[Exercise aim] Rewrite the rows below, changing every "Reviewer note" to "Annotator note" and keeping everything else the same.

[Task input]
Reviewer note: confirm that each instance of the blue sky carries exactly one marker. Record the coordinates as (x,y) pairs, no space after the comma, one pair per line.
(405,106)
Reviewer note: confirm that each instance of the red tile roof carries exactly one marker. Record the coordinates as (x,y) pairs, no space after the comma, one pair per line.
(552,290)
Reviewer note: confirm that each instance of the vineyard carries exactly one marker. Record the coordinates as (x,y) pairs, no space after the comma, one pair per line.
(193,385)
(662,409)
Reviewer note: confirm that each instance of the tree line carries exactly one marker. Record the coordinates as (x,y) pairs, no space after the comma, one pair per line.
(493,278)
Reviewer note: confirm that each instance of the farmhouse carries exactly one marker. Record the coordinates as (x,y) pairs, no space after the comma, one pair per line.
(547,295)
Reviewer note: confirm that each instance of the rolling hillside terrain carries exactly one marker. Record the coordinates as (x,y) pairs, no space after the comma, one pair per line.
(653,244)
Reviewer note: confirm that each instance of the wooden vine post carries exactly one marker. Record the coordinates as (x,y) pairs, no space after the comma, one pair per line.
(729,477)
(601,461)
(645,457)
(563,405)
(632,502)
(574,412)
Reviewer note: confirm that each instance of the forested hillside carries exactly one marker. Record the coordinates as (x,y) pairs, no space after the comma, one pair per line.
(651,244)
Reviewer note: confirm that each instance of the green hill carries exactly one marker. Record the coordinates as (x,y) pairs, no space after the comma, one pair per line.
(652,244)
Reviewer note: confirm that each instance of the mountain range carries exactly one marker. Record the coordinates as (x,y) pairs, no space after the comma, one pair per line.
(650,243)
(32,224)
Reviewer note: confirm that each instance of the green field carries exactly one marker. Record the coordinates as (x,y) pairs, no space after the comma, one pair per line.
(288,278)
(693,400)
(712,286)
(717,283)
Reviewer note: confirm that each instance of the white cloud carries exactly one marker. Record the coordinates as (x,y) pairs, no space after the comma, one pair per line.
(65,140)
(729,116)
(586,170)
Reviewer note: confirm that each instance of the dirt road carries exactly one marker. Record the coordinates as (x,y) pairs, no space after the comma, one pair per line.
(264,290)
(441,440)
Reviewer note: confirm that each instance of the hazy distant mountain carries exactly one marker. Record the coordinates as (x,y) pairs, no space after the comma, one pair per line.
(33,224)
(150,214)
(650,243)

[Finished task]
Annotator note: confirm that each instance of the blue sky carries exactly one marker. Record the coordinates as (x,y) pairs, no space after the comma, one pair per line.
(405,106)
Annotator note: confirm that each instance of the red tile roof carries exactly one marker. Record the coordinates as (x,y) pairs, no space after the comma, one pair per line.
(552,290)
Annotator note: confirm that each instance of the vineyard carries exactly one marker. Record the coordinates as (x,y) pairs, no space after the comma, one pair per line.
(193,385)
(662,409)
Annotator note: confirm that each instance of the tree line carries exactly one marker. Record the coordinates as (x,y) pairs, no space after the comma, one pair per line.
(493,278)
Annotator note: confirm that each instance of the farmhouse carries exactly one marker. Record the coordinates as (x,y) pairs, no space after the comma, one pair per line.
(547,295)
Annotator note: confirm that each instance of the rolling hillside terrain carries exactly one marker. Record the coordinates as (x,y) pairs, no space after the comma, one pair per line.
(653,244)
Annotator note: confirm that each instance of the wooden vine post carries exactly one marker. Record the coordinates as (x,y) pairs, no space after the comma, one pair per line.
(729,477)
(601,461)
(645,457)
(563,405)
(632,502)
(574,412)
Annotator note: confirm that each instance of the forested hillside carries exactly one marker. Record the coordinates as (x,y) pairs, no space after the comma, one pair per line.
(651,244)
Annotator note: confirm that each instance of the green hill carries exactly one marker. Record the coordinates as (x,y) pairs, no space after the comma, one pair per line.
(652,244)
Annotator note: confirm that each instance of the mountain range carries exactly one marker. Record the coordinates as (x,y) pairs, no space after the comma, one pair per line.
(650,243)
(32,224)
Annotator note: confirm that each instance of the green field carries exactly one marker. Record the coordinates as (x,y) pairs, no space after the comma, one pair per line.
(288,278)
(693,400)
(712,286)
(717,283)
Annotator note: confirm that each instance of the white cloud carries exactly one marker. Record the coordinates as (x,y) pairs, no space after the comma, one pair per line.
(65,140)
(729,116)
(586,170)
Annotator note: confirm that each instance of the dirt road carries exactly one marker. Record the coordinates as (x,y) pairs, no space after the comma, one pair per line.
(264,290)
(441,440)
Annotator note: confirm that each instance of the hazy distant mountain carries exactly one marker. Record the coordinates as (x,y) pairs, no space after the comma, one pair per line.
(33,224)
(150,214)
(650,243)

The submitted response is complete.